[Text]
###

Posted on 12/10/2003 4:09:39 PM PST by churchillbuff
JAPAN TODAY March 28, 2002 ATLANTA U.S. President George Bush quietly signed what he called a flawed law to reform political fund-raising on Wednesday and then set off on a blitz to raise some $3.5 million for fellow Republicans.
Bush praised the law's ban on the unlimited contributions known as "soft money" to national political parties but he questioned its limits on outside political advertising and its failure to protect union members and company shareholders from having their money spent on politics without their consent.
In a sign of his misgivings about the bill, the broadest overhaul of U.S. campaign finance laws in a quarter century, Bush chose to sign it into law privately in the Oval Office without the fanfare the White House typically arranges for such events.
Sen. Mitch McConnell, a Kentucky Republican and ardent foe of the measure, filed suit moments after the president signed the largely Democratic-basked legislation, arguing that it violates the constitutional right to freedom of speech.
The president said he saw no irony in signing the bill into law and then collecting political cash for Republican U.S. Senate candidates in South Carolina, Georgia and Texas in an aggressive two-day fund-raising swing through the South.
"I'm not going to lay down my arms," Bush said, saying he would abide by the rules of the new law, which does not go into effect until the day after the Nov 5 election in which he hopes to wrest control of the Senate from the Democrats.
"These Senate races are very important for me. I want the Republicans to take control of the Senate," he told reporters in Greenville, South Carolina. "These are the rules and that's why I am going to campaign for like-minded people."
Bush aims to erase the Democrats' one-seat edge in the Senate, which has stymied much of his domestic agenda.
"I want Lindsey Graham elected," Bush told donors at a Greenville, South Carolina, event expected to bring in about $1 million for the congressman running for retiring Republican Sen. Strom Thurmond's U.S. Senate seat from South Carolina, and for other Republicans. "Frankly it's in my interest that he get elected because I've got a lot I want to do."

###

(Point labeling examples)
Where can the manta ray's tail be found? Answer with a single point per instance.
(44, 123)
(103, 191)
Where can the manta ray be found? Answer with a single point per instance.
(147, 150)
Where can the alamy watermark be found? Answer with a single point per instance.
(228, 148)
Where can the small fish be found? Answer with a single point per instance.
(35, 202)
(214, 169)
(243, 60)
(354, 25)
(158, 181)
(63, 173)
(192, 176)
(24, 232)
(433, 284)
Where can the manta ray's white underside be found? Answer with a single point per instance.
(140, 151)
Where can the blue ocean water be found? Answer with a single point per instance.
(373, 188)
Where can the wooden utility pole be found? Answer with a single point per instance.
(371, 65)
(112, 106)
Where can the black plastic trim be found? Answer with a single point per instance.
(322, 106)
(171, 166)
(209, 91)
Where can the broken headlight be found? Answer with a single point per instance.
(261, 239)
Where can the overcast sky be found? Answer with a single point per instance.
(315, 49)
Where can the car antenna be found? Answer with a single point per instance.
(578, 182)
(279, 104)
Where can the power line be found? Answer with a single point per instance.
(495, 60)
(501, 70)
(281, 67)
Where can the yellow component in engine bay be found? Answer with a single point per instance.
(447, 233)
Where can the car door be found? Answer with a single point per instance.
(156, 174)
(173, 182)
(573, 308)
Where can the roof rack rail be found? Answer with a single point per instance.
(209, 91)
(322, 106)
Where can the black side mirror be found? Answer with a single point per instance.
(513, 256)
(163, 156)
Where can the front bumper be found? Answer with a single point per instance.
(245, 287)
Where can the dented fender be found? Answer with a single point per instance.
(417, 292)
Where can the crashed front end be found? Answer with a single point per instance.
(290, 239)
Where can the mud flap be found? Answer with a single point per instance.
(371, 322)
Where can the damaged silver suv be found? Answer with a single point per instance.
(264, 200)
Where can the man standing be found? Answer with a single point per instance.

###

[The tasks]
[1] Set down, unchanged, the stretch of the records from the line that contains "Where can the black side" through the last line of the records.
[2] Carry the article on the campaign finance law further, starting right after its last sentence.
The text and the records have nothing to do with each other.

[Outputs for the tasks]
[1]
Where can the black side mirror be found? Answer with a single point per instance.
(513, 256)
(163, 156)
Where can the front bumper be found? Answer with a single point per instance.
(245, 287)
Where can the dented fender be found? Answer with a single point per instance.
(417, 292)
Where can the crashed front end be found? Answer with a single point per instance.
(290, 239)
Where can the mud flap be found? Answer with a single point per instance.
(371, 322)
Where can the damaged silver suv be found? Answer with a single point per instance.
(264, 200)
Where can the man standing be found? Answer with a single point per instance.

[2]
Later, Bush hoped to raise $1.5 million for Republicans including Rep. Saxby Chambliss of Georgia, campaigning to face Democratic Sen. Max Cleland, and more than $1 million on Thursday for Texas Attorney General John Cornyn's bid for the seat being vacated by retiring Republican Sen. Phil Gramm.
In a time-honored tradition, the White House scheduled official events at each stop in this case arranging for the president to meet firemen and police who cope with catastrophes like the Sept 11 attacks thereby making the federal government pay for the bulk of his travel costs rather than the candidates.
The campaign finance law, passed after a seven-year struggle in Congress, bans unlimited "soft money" to national political parties, which have raked in hundreds of millions of dollars in such cash in recent years.
In addition, the law sharply limits such contributions to state and local political parties, restricts broadcast ads by outside groups shortly before elections and doubles to $2,000 the amount of highly regulated "hard money" contributions to individual congressional and presidential candidates.
In a written statement, Bush praised some of the law's provisions, including the "soft money" limits, the increased individual contribution limit and new disclosure requirements saying they would "go a long way toward fixing some of the most pressing problems in campaign finance today."
But Bush said he would have preferred a bill that included paycheck protection a provision to protect union members and company shareholders from "involuntary political activities" undertaken by their leadership.
"The bill does have flaws," the president said, adding that he expected the courts to resolve "legitimate legal questions" about the constitutionality of its broad ban on issue advertising.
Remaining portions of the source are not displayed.